I'm finding it difficult to find the answer. It would be really helpful if you could provide a small additional hint.

We have $T^{\mu \nu} = Q^{\mu \nu} + \frac{1}{4} \eta ^{\mu \nu} F^{\alpha \beta}F_{\alpha \beta}$ where $Q^{\mu \nu} = -F^{\mu \rho}\partial ^{\nu} A_{\rho}$. We're only concerned with the symmetry of $Q^{\mu \nu}$.

Suppose you want to construct an example where, say, $Q^{30} \neq Q^{03}$. Can we do that with a simple example using static E and B fields? For static fields, show that $Q^{30} = 0$. Then write out $Q^{03}$ in terms of components of $\vec{E}$ and/or $\vec{B}$ and components of $A^{\mu}$. Can you find a way to choose components of $\vec{E}$ , $\vec{B}$ , and $A^{\mu}$ so that $Q^{03} \neq 0$?

 

[spaghetti3451]

We have $T^{\mu \nu} = Q^{\mu \nu} + \frac{1}{4} \eta ^{\mu \nu} F^{\alpha \beta}F_{\alpha \beta}$ where $Q^{\mu \nu} = -F^{\mu \rho}\partial ^{\nu} A_{\rho}$. We're only concerned with the symmetry of $Q^{\mu \nu}$.

Data shown -
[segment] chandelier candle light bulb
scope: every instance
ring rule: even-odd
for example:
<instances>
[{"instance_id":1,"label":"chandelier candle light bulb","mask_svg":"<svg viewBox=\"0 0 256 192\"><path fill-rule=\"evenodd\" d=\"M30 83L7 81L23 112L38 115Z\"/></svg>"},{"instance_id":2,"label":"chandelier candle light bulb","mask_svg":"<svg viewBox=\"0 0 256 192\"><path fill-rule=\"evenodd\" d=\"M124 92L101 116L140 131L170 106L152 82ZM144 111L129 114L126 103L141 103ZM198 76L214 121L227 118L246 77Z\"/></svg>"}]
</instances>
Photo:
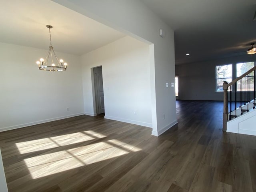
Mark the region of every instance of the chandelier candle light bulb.
<instances>
[{"instance_id":1,"label":"chandelier candle light bulb","mask_svg":"<svg viewBox=\"0 0 256 192\"><path fill-rule=\"evenodd\" d=\"M51 36L50 29L52 28L52 26L51 25L46 25L46 27L49 29L49 33L50 34L50 44L49 47L49 49L48 53L46 55L45 60L43 58L40 59L40 62L38 61L36 62L37 67L40 70L43 70L44 71L66 71L67 69L67 63L64 63L64 66L63 66L63 62L64 62L62 59L58 60L58 57L55 54L53 47L52 45L52 37ZM48 64L48 60L49 58L52 61L52 64L50 66ZM54 61L54 62L56 64L55 64L53 62ZM55 68L59 68L59 69L55 69Z\"/></svg>"}]
</instances>

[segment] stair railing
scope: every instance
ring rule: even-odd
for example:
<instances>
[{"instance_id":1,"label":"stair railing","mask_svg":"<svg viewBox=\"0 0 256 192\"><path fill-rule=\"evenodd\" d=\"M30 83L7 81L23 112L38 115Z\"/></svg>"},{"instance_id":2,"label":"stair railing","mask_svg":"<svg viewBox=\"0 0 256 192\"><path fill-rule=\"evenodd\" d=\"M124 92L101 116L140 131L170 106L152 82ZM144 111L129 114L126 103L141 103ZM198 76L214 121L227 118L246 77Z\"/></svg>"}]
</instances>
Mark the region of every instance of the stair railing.
<instances>
[{"instance_id":1,"label":"stair railing","mask_svg":"<svg viewBox=\"0 0 256 192\"><path fill-rule=\"evenodd\" d=\"M239 108L241 110L241 115L245 112L249 111L249 104L251 102L251 92L253 92L253 108L255 108L256 92L255 88L255 71L256 66L253 67L244 74L234 79L229 83L226 81L223 82L224 99L223 99L223 130L227 130L227 122L232 118L235 118L238 115L237 114L237 108L239 104ZM251 73L253 73L252 75ZM251 78L253 78L253 87L251 86ZM238 83L239 84L238 86ZM228 107L229 100L228 90L230 88L229 91L229 109ZM234 88L234 90L232 88ZM253 90L252 90L252 89ZM247 89L247 90L246 90ZM239 94L237 95L238 90ZM232 100L232 92L234 93L235 99ZM239 99L239 100L238 100ZM232 110L232 106L234 104L234 109ZM246 106L247 105L247 106ZM232 115L232 113L233 114Z\"/></svg>"}]
</instances>

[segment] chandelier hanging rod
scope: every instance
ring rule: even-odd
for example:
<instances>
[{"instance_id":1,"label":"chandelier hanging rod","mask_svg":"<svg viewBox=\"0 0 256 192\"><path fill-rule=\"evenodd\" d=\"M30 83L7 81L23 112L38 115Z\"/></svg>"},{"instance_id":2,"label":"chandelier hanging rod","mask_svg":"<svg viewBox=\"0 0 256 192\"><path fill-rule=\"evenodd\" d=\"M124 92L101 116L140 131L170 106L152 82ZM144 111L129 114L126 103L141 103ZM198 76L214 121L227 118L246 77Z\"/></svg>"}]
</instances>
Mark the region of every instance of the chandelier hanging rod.
<instances>
[{"instance_id":1,"label":"chandelier hanging rod","mask_svg":"<svg viewBox=\"0 0 256 192\"><path fill-rule=\"evenodd\" d=\"M45 60L43 58L40 59L40 61L36 62L37 66L40 70L48 71L63 71L67 70L68 64L67 63L64 63L63 60L59 59L53 50L53 47L52 45L52 36L51 35L51 29L53 27L51 25L47 25L46 27L49 29L49 34L50 35L50 44L49 46L49 51L46 55ZM49 65L48 60L51 58L50 62L51 64ZM54 61L55 62L54 62ZM54 62L56 64L54 64Z\"/></svg>"}]
</instances>

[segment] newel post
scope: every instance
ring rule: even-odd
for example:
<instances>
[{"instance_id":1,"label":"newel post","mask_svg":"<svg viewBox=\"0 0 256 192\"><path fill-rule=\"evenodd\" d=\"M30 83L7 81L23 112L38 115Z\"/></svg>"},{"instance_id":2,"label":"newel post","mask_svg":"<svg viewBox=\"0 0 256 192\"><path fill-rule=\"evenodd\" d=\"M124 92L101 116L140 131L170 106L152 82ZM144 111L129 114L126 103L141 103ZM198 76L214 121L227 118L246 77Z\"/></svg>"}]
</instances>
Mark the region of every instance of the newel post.
<instances>
[{"instance_id":1,"label":"newel post","mask_svg":"<svg viewBox=\"0 0 256 192\"><path fill-rule=\"evenodd\" d=\"M227 130L227 122L228 116L228 82L223 82L223 90L224 98L223 99L223 131Z\"/></svg>"}]
</instances>

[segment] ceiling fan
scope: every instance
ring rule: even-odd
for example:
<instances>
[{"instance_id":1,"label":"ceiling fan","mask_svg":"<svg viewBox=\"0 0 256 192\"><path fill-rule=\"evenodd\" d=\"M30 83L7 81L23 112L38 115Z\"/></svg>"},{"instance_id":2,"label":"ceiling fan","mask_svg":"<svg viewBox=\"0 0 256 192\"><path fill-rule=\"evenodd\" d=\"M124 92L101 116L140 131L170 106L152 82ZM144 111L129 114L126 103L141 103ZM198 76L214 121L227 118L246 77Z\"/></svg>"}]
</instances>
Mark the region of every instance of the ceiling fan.
<instances>
[{"instance_id":1,"label":"ceiling fan","mask_svg":"<svg viewBox=\"0 0 256 192\"><path fill-rule=\"evenodd\" d=\"M254 45L254 43L251 44L251 45L252 46L252 47L250 49L248 49L247 50L247 54L250 54L250 55L252 54L255 54L256 53L256 48L253 47L253 46Z\"/></svg>"},{"instance_id":2,"label":"ceiling fan","mask_svg":"<svg viewBox=\"0 0 256 192\"><path fill-rule=\"evenodd\" d=\"M254 43L251 43L251 46L252 47L248 49L246 52L247 54L252 55L256 54L256 47L253 47L253 46L254 45ZM245 51L239 51L238 52L234 52L235 53L244 53Z\"/></svg>"}]
</instances>

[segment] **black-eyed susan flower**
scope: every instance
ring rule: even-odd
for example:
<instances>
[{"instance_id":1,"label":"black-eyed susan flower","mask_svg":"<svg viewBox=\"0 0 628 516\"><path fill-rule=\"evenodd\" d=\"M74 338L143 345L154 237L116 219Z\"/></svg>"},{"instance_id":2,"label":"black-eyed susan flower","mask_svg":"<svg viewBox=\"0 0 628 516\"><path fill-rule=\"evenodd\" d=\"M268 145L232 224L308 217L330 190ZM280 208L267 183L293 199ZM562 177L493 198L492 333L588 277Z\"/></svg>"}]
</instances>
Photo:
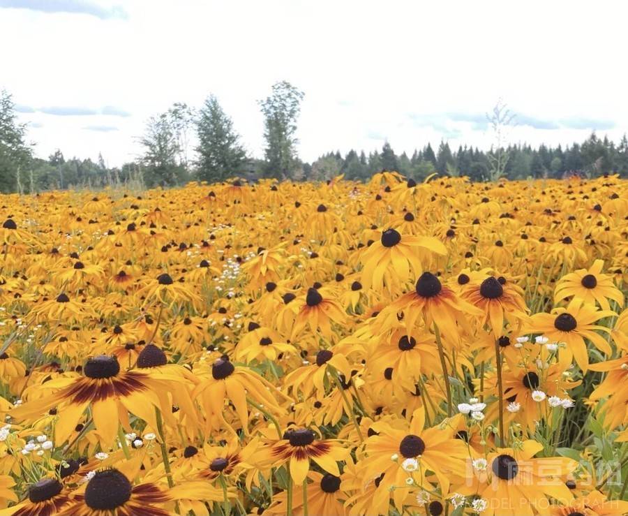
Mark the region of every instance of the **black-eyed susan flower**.
<instances>
[{"instance_id":1,"label":"black-eyed susan flower","mask_svg":"<svg viewBox=\"0 0 628 516\"><path fill-rule=\"evenodd\" d=\"M342 324L345 314L342 306L329 296L329 293L324 289L308 289L294 320L292 339L298 337L306 327L315 334L320 331L326 339L332 338L331 323Z\"/></svg>"},{"instance_id":2,"label":"black-eyed susan flower","mask_svg":"<svg viewBox=\"0 0 628 516\"><path fill-rule=\"evenodd\" d=\"M165 397L167 384L140 371L120 372L114 357L99 355L90 358L83 367L83 376L70 376L51 380L40 388L55 390L40 399L24 403L11 411L13 418L31 420L57 407L58 420L54 425L54 439L63 443L79 422L84 412L91 408L94 425L104 442L112 443L122 422L128 427L130 412L153 428L156 428L155 408L167 408ZM117 415L112 417L112 414Z\"/></svg>"},{"instance_id":3,"label":"black-eyed susan flower","mask_svg":"<svg viewBox=\"0 0 628 516\"><path fill-rule=\"evenodd\" d=\"M516 448L495 448L486 455L486 469L471 469L471 478L456 489L486 500L485 512L495 516L532 516L535 510L546 510L548 496L563 502L573 499L565 480L578 463L562 457L534 458L541 450L543 445L532 440Z\"/></svg>"},{"instance_id":4,"label":"black-eyed susan flower","mask_svg":"<svg viewBox=\"0 0 628 516\"><path fill-rule=\"evenodd\" d=\"M559 348L559 357L563 364L572 360L585 372L589 365L587 345L590 341L603 353L611 355L611 346L601 334L596 332L610 330L605 326L595 325L604 317L615 315L610 310L598 310L595 305L585 304L580 297L574 297L565 308L559 307L551 314L536 314L532 316L528 331L540 333L551 341L565 343Z\"/></svg>"},{"instance_id":5,"label":"black-eyed susan flower","mask_svg":"<svg viewBox=\"0 0 628 516\"><path fill-rule=\"evenodd\" d=\"M271 411L280 412L276 397L283 396L269 381L247 367L234 366L226 355L212 364L211 376L202 380L192 393L192 397L204 410L205 432L208 434L219 427L235 434L233 426L225 418L227 401L232 404L243 431L248 434L247 397Z\"/></svg>"},{"instance_id":6,"label":"black-eyed susan flower","mask_svg":"<svg viewBox=\"0 0 628 516\"><path fill-rule=\"evenodd\" d=\"M381 290L385 283L389 290L392 290L408 281L410 271L414 277L418 277L423 272L421 258L425 259L426 251L447 254L444 245L436 238L402 236L395 229L386 230L379 242L374 242L362 255L362 284L365 288L373 286Z\"/></svg>"},{"instance_id":7,"label":"black-eyed susan flower","mask_svg":"<svg viewBox=\"0 0 628 516\"><path fill-rule=\"evenodd\" d=\"M29 486L25 500L9 509L0 510L0 515L54 516L61 514L70 502L69 494L59 480L44 478Z\"/></svg>"},{"instance_id":8,"label":"black-eyed susan flower","mask_svg":"<svg viewBox=\"0 0 628 516\"><path fill-rule=\"evenodd\" d=\"M602 274L604 262L596 260L588 269L580 269L563 276L556 284L554 302L568 297L580 297L587 304L597 303L603 310L610 310L608 300L623 306L624 295L613 281L610 274Z\"/></svg>"},{"instance_id":9,"label":"black-eyed susan flower","mask_svg":"<svg viewBox=\"0 0 628 516\"><path fill-rule=\"evenodd\" d=\"M303 484L311 460L324 471L340 476L338 463L347 458L347 450L336 440L317 439L307 428L288 429L283 438L260 450L260 457L273 466L286 465L292 482Z\"/></svg>"}]
</instances>

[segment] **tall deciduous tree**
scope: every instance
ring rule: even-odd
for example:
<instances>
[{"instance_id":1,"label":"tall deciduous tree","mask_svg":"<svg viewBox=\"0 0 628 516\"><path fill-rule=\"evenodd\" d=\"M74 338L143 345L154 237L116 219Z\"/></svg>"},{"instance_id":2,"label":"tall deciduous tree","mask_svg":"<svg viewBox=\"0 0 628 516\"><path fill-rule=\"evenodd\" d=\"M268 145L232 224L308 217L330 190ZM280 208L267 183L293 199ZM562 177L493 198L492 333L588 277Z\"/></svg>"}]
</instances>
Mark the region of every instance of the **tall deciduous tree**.
<instances>
[{"instance_id":1,"label":"tall deciduous tree","mask_svg":"<svg viewBox=\"0 0 628 516\"><path fill-rule=\"evenodd\" d=\"M171 186L184 179L185 168L178 160L181 149L177 131L168 113L149 119L140 142L144 147L142 161L147 186Z\"/></svg>"},{"instance_id":2,"label":"tall deciduous tree","mask_svg":"<svg viewBox=\"0 0 628 516\"><path fill-rule=\"evenodd\" d=\"M233 128L233 122L214 95L207 98L199 112L196 131L199 179L223 181L242 171L246 152L240 145L240 137Z\"/></svg>"},{"instance_id":3,"label":"tall deciduous tree","mask_svg":"<svg viewBox=\"0 0 628 516\"><path fill-rule=\"evenodd\" d=\"M273 84L272 93L259 104L264 117L264 175L288 177L298 168L295 146L297 119L304 92L287 81Z\"/></svg>"},{"instance_id":4,"label":"tall deciduous tree","mask_svg":"<svg viewBox=\"0 0 628 516\"><path fill-rule=\"evenodd\" d=\"M22 188L20 174L32 157L25 135L26 126L17 122L11 95L0 91L0 191Z\"/></svg>"}]
</instances>

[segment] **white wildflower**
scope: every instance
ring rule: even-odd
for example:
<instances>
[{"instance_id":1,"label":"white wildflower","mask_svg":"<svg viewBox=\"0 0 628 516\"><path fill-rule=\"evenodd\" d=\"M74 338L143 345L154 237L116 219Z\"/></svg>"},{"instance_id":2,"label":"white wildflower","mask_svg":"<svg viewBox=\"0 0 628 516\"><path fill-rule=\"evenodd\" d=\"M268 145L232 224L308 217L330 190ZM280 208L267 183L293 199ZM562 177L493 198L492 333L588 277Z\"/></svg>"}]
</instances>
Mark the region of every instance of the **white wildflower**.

The problem - Translate this sentence from the physics thread into Spanish: "Can we do that with a simple example using static E and B fields?"

Answer to the problem - ¿Podemos hacer eso con un ejemplo sencillo usando campos E y B estáticos?